Material supplied >>
----------

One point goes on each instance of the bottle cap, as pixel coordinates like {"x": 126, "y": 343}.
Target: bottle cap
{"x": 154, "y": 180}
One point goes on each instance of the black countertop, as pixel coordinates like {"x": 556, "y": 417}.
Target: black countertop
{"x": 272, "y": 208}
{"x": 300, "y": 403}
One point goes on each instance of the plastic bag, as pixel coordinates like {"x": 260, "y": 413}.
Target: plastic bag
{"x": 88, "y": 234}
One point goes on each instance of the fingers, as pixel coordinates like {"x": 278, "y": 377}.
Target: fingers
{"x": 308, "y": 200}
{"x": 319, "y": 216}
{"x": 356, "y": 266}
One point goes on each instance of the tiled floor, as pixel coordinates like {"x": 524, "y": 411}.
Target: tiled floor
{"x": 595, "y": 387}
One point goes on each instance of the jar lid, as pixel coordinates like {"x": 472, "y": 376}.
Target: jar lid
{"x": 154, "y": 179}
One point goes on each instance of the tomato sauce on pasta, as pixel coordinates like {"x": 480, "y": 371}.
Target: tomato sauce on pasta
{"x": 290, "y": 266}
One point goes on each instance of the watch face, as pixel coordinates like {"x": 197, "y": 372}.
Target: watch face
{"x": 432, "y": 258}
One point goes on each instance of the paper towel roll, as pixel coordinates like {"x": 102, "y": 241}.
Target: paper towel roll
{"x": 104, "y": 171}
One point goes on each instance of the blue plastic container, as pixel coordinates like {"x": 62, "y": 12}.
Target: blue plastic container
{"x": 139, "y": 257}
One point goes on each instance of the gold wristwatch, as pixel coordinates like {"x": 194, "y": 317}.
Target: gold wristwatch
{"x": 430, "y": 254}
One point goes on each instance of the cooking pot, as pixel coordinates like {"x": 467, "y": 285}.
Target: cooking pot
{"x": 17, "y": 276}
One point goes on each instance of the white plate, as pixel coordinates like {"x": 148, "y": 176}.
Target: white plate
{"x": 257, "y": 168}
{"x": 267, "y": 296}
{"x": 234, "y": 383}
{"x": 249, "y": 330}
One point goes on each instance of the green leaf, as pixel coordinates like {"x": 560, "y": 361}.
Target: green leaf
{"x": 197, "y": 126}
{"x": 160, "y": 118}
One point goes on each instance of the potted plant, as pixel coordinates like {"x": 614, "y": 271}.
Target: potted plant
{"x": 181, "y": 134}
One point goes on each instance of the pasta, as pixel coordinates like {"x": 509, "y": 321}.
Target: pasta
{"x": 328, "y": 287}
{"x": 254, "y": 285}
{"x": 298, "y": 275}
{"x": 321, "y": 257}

----------

Short task >> Transcribe word for word every line of the records from the one containing "One point goes on each instance of the green" through the last, including both.

Response below >>
One point goes on each instance of the green leaf, as pixel coordinates like {"x": 560, "y": 361}.
Target: green leaf
{"x": 197, "y": 126}
{"x": 160, "y": 118}
One point goes on each instance of the potted plant, as pixel coordinates like {"x": 614, "y": 271}.
Target: potted plant
{"x": 181, "y": 134}
One point goes on each instance of the pasta, as pixel coordinates like {"x": 509, "y": 321}.
Target: pasta
{"x": 328, "y": 287}
{"x": 254, "y": 285}
{"x": 298, "y": 275}
{"x": 321, "y": 257}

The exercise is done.